----- Selected text -----

Veeva CRM Approved Email enables the management, delivery, and tracking of emails from life sciences sales representatives to healthcare professionals, while maintaining regulatory compliance.

 

Veeva CRM Events Management enables the planning, management, and execution of group meetings with healthcare professionals and helps life sciences companies track and manage spending in order to meet transparency reporting requirements.

 

Veeva CRM Engage delivers the ability to interact with healthcare professionals for online meetings—using Veeva CRM Engage Meeting—and provides closed-loop marketing capabilities for self-directed interactions with healthcare professionals via the web with Veeva CRM Engage for Portals. Veeva CRM Engage Webinar allows companies to execute virtual events in a compliant way and is also built to work with Veeva CRM Events Management.

 

Veeva Align enables life sciences companies to perform fast, accurate sales territory alignments. Through native integration with Veeva CRM, Veeva Align allows seamless field collaboration to increase accuracy and minimize hand-offs.

Our data solutions that are part of Veeva Commercial Cloud include:

 

Veeva OpenData provides healthcare professional and healthcare organization data that includes demographic information, license information and status, specialty information, affiliations, and other key data that is crucial to customer engagement and compliance. In the life sciences industry, this category of data is referred to as customer reference data or customer data. We also offer outsourced data stewardship services to our customers.

----- Information shown -----

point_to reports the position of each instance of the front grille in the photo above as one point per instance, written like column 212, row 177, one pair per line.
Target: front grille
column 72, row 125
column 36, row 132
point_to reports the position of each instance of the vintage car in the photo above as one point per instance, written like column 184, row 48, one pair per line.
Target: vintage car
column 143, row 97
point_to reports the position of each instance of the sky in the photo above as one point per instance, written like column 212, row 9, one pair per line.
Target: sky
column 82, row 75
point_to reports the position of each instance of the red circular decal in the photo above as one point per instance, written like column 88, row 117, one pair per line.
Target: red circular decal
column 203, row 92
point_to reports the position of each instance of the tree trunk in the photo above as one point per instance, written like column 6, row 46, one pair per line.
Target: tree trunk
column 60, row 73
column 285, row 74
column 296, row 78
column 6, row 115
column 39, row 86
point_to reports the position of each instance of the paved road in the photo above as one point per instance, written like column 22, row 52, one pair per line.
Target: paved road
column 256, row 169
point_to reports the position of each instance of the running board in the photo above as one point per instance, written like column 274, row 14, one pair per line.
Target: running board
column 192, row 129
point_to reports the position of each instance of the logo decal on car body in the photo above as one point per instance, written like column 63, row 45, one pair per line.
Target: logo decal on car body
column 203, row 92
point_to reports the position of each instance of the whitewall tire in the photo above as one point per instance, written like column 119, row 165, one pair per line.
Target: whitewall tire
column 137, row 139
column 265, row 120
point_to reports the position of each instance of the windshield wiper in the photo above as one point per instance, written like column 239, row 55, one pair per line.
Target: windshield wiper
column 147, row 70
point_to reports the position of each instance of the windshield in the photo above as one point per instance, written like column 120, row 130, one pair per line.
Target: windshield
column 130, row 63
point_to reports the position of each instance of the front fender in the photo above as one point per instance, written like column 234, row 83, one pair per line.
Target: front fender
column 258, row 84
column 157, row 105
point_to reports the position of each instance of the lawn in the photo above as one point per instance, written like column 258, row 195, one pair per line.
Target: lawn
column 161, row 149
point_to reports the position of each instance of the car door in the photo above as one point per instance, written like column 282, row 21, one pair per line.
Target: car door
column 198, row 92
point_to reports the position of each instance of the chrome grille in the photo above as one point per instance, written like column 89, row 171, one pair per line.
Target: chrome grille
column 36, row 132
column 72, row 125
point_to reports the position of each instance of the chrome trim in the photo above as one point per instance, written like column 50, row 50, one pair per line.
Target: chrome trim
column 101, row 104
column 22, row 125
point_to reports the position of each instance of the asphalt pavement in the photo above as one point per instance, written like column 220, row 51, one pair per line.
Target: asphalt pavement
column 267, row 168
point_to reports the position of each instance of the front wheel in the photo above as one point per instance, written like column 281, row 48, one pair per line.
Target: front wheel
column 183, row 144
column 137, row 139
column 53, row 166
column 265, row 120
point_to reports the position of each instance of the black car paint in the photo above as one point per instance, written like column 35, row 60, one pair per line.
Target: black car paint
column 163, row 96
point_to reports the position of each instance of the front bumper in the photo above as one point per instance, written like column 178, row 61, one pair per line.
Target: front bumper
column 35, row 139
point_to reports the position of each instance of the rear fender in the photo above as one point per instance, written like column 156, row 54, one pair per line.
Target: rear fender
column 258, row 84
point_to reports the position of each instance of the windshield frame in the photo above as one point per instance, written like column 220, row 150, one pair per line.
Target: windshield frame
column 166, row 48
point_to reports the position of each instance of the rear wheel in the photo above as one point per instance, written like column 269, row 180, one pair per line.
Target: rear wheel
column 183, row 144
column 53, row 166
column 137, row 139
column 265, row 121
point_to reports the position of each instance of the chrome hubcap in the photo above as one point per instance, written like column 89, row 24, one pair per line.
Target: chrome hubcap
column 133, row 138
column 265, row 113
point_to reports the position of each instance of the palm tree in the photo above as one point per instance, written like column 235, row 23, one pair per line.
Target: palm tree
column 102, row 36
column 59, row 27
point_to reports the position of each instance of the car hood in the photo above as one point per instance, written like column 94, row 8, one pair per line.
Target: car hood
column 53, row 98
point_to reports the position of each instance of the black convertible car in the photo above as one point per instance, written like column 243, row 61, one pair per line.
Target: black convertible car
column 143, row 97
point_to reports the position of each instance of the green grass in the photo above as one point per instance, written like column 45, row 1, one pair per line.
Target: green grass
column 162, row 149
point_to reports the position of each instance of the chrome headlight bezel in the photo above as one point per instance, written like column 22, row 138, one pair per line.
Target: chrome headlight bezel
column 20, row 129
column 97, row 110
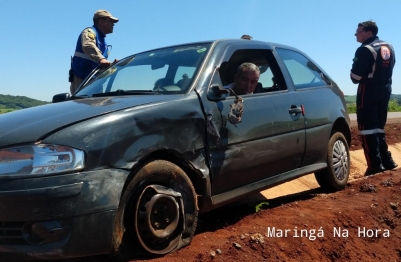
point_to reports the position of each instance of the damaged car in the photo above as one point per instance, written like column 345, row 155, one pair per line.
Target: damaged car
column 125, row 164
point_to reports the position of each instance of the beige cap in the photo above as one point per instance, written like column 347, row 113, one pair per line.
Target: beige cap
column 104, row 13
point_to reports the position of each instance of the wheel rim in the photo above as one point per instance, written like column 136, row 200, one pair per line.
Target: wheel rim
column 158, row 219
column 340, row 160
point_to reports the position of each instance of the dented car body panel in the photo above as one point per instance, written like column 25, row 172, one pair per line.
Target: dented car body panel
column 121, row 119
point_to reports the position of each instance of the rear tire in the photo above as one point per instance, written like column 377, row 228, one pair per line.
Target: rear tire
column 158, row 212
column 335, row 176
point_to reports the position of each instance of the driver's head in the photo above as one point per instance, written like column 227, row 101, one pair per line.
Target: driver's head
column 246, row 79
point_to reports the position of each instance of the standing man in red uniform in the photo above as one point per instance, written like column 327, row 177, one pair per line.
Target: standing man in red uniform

-----

§ Problems and tasks:
1. In the Veeva product descriptions, rewrite the paragraph that begins "Veeva CRM Engage delivers" as a short list, keeping its main facts.
2. Answer these questions from the Veeva product descriptions:
(a) What kind of alignments does Veeva Align let life sciences companies perform?
(b) Which reporting requirements does Veeva CRM Events Management help companies meet?
(c) In the life sciences industry, what is the data from Veeva OpenData called?
3. Edit the Veeva product descriptions: write out the part from "Veeva CRM Approved" to "maintaining regulatory compliance." again, changing "sales representatives" to "field representatives".

§ Task-by-task solutions:
1.
- Veeva CRM Engage Meeting: online meetings with healthcare professionals
- Veeva CRM Engage for Portals: closed-loop marketing for self-directed interactions with healthcare professionals via the web
- Veeva CRM Engage Webinar: compliant virtual events, built to work with Veeva CRM Events Management

2.
(a) Fast, accurate sales territory alignments.
(b) Transparency reporting requirements.
(c) Customer reference data, or customer data.

3.
Veeva CRM Approved Email enables the management, delivery, and tracking of emails from life sciences field representatives to healthcare professionals, while maintaining regulatory compliance.